Write the following entries out again exactly, skipping each image.

- _Dataset extract_
Segment Open
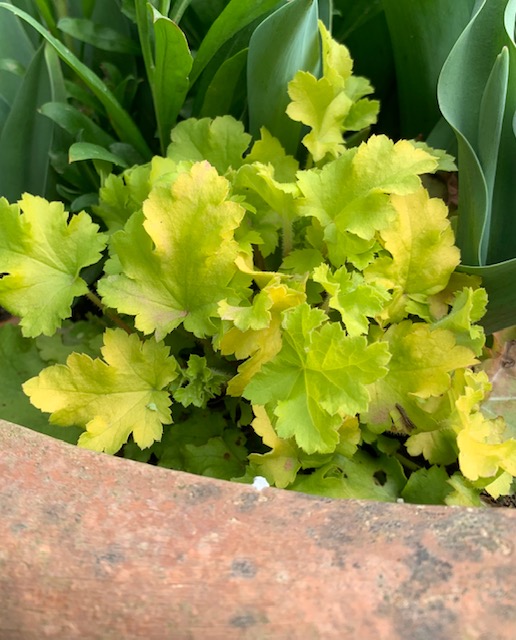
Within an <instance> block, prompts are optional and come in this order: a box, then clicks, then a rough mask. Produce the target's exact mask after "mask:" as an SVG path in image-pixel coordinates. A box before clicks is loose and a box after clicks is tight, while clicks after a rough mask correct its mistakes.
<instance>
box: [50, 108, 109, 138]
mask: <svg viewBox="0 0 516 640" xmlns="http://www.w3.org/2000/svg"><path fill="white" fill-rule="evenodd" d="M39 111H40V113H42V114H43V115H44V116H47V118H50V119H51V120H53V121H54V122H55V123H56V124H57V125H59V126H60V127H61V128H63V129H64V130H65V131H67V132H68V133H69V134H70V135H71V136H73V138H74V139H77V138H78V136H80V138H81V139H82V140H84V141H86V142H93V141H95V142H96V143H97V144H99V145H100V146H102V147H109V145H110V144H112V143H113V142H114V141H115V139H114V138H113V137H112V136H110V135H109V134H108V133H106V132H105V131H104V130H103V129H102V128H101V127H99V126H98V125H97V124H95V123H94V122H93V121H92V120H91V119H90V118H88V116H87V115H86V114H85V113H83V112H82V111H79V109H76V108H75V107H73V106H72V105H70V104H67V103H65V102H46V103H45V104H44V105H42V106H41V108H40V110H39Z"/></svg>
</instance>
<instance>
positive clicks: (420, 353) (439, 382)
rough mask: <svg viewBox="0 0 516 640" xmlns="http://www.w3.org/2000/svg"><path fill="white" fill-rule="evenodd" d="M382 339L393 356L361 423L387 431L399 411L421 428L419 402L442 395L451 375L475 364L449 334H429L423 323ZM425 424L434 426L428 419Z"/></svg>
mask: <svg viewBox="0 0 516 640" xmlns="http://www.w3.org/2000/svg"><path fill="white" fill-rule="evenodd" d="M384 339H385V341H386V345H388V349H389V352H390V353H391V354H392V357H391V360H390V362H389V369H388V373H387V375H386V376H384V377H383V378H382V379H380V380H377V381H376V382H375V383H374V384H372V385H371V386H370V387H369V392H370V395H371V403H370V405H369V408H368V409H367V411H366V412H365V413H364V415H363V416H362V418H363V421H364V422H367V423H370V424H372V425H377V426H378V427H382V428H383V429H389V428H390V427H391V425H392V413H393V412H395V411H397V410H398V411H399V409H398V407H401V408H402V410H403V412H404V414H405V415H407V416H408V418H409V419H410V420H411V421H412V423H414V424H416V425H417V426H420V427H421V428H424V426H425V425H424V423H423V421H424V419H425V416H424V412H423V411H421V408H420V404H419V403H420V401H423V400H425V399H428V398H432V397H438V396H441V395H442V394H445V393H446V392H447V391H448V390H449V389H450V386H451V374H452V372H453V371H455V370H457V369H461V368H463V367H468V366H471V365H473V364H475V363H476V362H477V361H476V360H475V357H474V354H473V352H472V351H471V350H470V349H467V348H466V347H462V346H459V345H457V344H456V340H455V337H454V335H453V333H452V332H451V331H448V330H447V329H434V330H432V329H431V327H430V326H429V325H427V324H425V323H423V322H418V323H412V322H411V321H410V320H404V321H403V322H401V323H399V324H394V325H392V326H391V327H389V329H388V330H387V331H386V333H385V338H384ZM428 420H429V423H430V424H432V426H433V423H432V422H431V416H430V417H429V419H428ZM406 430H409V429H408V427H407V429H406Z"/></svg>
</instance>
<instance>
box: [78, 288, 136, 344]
Segment Closed
- _Finished exercise_
Within an <instance> block, prompts are optional and come in this order: a box, then clicks, then a rough mask. Produce the target's exact mask after "mask:" as an SVG path in image-pixel coordinates. A box before clicks is loose and a box after clicks is tight, while clicks after a rough mask correct its mistakes.
<instance>
box: [50, 108, 109, 138]
mask: <svg viewBox="0 0 516 640" xmlns="http://www.w3.org/2000/svg"><path fill="white" fill-rule="evenodd" d="M39 111H40V113H42V114H43V115H44V116H47V118H50V119H51V120H53V121H54V122H55V123H56V124H57V125H59V126H60V127H61V128H63V129H64V130H65V131H67V132H68V133H69V134H70V135H71V136H73V138H74V139H77V138H78V136H80V138H81V139H82V140H84V141H86V142H93V141H95V142H96V143H97V144H99V145H100V146H102V147H109V145H110V144H112V143H113V142H114V141H115V139H114V138H113V137H112V136H110V135H109V134H108V133H106V132H105V131H104V130H103V129H102V128H101V127H99V126H98V125H97V124H95V123H94V122H93V121H92V120H91V119H90V118H88V116H87V115H86V114H85V113H83V112H82V111H79V109H76V108H75V107H73V106H72V105H70V104H67V103H65V102H46V103H45V104H44V105H42V106H41V108H40V110H39Z"/></svg>
</instance>
<instance>
positive clicks: (420, 353) (439, 382)
rough mask: <svg viewBox="0 0 516 640" xmlns="http://www.w3.org/2000/svg"><path fill="white" fill-rule="evenodd" d="M382 339L393 356L361 423L387 431L399 411L421 428L419 402L442 395L451 375L475 364L449 334H429L423 323ZM425 424L434 426L428 419Z"/></svg>
mask: <svg viewBox="0 0 516 640" xmlns="http://www.w3.org/2000/svg"><path fill="white" fill-rule="evenodd" d="M384 339H385V341H386V345H388V349H389V352H390V353H391V354H392V357H391V360H390V362H389V369H388V373H387V375H386V376H384V377H383V378H382V379H380V380H377V381H376V382H375V383H374V384H372V385H371V386H370V387H369V392H370V395H371V403H370V405H369V408H368V409H367V411H366V412H365V413H364V415H363V416H362V418H363V421H364V422H367V423H370V424H372V425H377V426H378V427H382V428H383V429H389V428H390V427H391V425H392V413H393V412H395V411H397V410H398V411H399V409H398V407H401V408H402V410H403V412H404V414H405V415H407V416H408V418H409V419H410V420H411V421H412V423H414V424H416V425H417V426H420V427H421V428H424V426H425V425H424V423H423V421H424V419H425V416H424V412H423V411H421V408H420V404H419V403H420V401H423V400H425V399H428V398H432V397H438V396H441V395H442V394H445V393H446V392H447V391H448V390H449V389H450V386H451V374H452V372H453V371H455V370H457V369H461V368H463V367H468V366H471V365H473V364H475V363H476V362H477V361H476V360H475V357H474V354H473V352H472V351H471V350H470V349H467V348H466V347H462V346H459V345H457V344H456V340H455V337H454V335H453V333H452V332H451V331H448V330H447V329H434V330H432V329H431V327H430V326H429V325H427V324H425V323H423V322H418V323H412V322H411V321H410V320H404V321H403V322H401V323H399V324H394V325H392V326H391V327H389V329H388V330H387V331H386V333H385V338H384ZM428 420H429V423H430V424H432V426H433V423H432V422H431V416H430V417H429V419H428ZM406 430H409V429H408V427H407V429H406Z"/></svg>
</instance>
<instance>
box: [78, 288, 136, 344]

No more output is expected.